TASK PROMPT:
Can you quote the stretch of the essay below on rest, work and a trip to Nigeria from "When I left" through "to the beginning."?

EXTRACT TO READ:
*** Block opens ***
(Coming Home #2)
When I left for Nigeria I thought I needed to learn how to rest. As I spent time in the country, I realised that I may need to learn how to work. But now, I think that, maybe, I’ve been looking at it all wrong.
Let’s rewind to the beginning.
You know you have a problem when you find yourself on a half finished rollercoaster, hurtling towards a gruesome end, and the only way to save everyone is to construct more track by building an integration between your company’s software and the Salesforce platform. That was the type of dream I was having in the weeks leading up to my highly anticipated Nigeria trip.
I don’t know when it happened, but my life had become consumed by my job. I felt like there was too much to do and never enough time. And while I was intentional about not working outside of office hours, my brain kept busy. My mind would drift to my assignments at all hours of the day, and work tasks became recurring characters in my dreams. I felt stagnant, trapped in this never ending cycle of work and sleep, constantly in motion, but never getting anywhere. I was overdue a break.
A proper break. Not the type of breaks some of my colleagues had taken where they still lurk in their inbox and reply to messages on Teams. I needed to shut my brain down and rest. That’s why when my trip to Nigeria would come up in conversation, I would jokingly say that there’s no wifi in Africa.
Given that I’ve spent a lot of my life correcting widely held views about the so called country of Africa, it felt weird to, albeit jokingly, be perpetuating a falsehood about the place. But it was a fun way of me setting expectations. Telling people that I was going to be unreachable for two weeks. It was also a reminder to myself that as I went on this holiday I was going to fully detach and re-learn how to rest. However, as I spent time in Abuja and experienced Lagos life, I found myself questioning whether I truly knew how to work.
*** Block closes ***
DATA BELOW:
*** Block opens ***
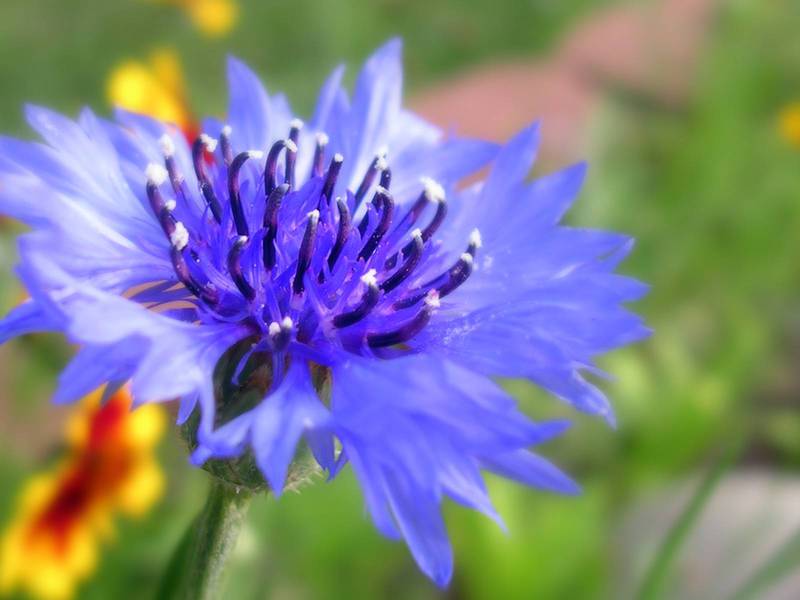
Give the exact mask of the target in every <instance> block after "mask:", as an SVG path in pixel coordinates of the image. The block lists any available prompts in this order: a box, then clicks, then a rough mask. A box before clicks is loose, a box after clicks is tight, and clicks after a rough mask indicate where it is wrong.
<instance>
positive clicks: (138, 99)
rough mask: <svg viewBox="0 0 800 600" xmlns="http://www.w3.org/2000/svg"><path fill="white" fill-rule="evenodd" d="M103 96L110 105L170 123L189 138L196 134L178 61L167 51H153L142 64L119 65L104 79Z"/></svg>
*** Block closes ***
SOLUTION FOR THIS EXERCISE:
When I left for Nigeria I thought I needed to learn how to rest. As I spent time in the country, I realised that I may need to learn how to work. But now, I think that, maybe, I’ve been looking at it all wrong.
Let’s rewind to the beginning.